Reproduce every line of the data below without changing anything.

Coordinate annotation entries:
---

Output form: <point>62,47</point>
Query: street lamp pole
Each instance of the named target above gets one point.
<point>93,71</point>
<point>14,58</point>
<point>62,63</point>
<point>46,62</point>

---

→ **Correct response**:
Output form: <point>62,47</point>
Query: street lamp pole
Each instance of the named target above gets one point.
<point>93,71</point>
<point>14,58</point>
<point>62,63</point>
<point>46,62</point>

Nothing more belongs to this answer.